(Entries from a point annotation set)

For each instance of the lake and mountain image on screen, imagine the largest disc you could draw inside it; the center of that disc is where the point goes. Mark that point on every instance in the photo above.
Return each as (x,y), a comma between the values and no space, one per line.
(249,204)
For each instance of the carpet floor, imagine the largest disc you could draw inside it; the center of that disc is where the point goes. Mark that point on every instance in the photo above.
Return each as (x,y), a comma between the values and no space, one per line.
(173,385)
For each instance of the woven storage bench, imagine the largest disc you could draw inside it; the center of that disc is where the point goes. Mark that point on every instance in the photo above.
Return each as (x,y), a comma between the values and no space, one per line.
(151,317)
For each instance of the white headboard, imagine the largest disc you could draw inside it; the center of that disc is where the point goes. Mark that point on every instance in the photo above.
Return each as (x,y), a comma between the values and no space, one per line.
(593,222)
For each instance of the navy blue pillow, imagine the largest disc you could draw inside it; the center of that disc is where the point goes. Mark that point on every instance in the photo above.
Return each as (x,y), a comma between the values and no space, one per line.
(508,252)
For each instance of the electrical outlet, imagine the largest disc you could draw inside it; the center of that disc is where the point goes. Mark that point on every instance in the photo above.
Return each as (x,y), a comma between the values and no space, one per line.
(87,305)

WHAT YOU NEED TO DO: Using the listing above, please repeat every entry exactly.

COMPLETE ANSWER:
For each instance of the lake and mountain image on screen, imagine the largest disc you could draw inside it; the center of that disc is where the point goes. Mark that point on every instance in the photo above.
Return each as (x,y), a comma between the values and no space, one per line.
(249,204)
For each instance of the carpet floor, imagine the largest disc you could draw inside it; the center of that disc is where the point goes. Mark that point on every instance in the photo above.
Return each as (x,y), a comma between the values and no space, one per line.
(173,385)
For each instance of the woven storage bench, imagine the largest disc you could draw inside it; the center of that disc is where the point goes. Mark that point on every instance in the photo above.
Return each as (x,y), a comma between the values and no space, one per line.
(151,317)
For each instance of the white headboard, imagine the largest disc you could draw inside it; the center of that disc is where the point goes. Mark that point on every instance in the photo above.
Return each as (x,y), a comma between the values and no space, one per line.
(593,222)
For each instance of the navy blue pillow, imagine the largest disc you could draw inside it; the center of that disc is where the point goes. Mark that point on every instance in the photo above.
Return each as (x,y), a comma between the values and no space, one per line.
(508,252)
For each instance of the electrical outlet, imagine the largest disc you could draw inside it; the center of that disc is where the point goes. Mark that point on every instance in the photo above.
Return each as (x,y), a comma between the values and no space, one per line.
(87,305)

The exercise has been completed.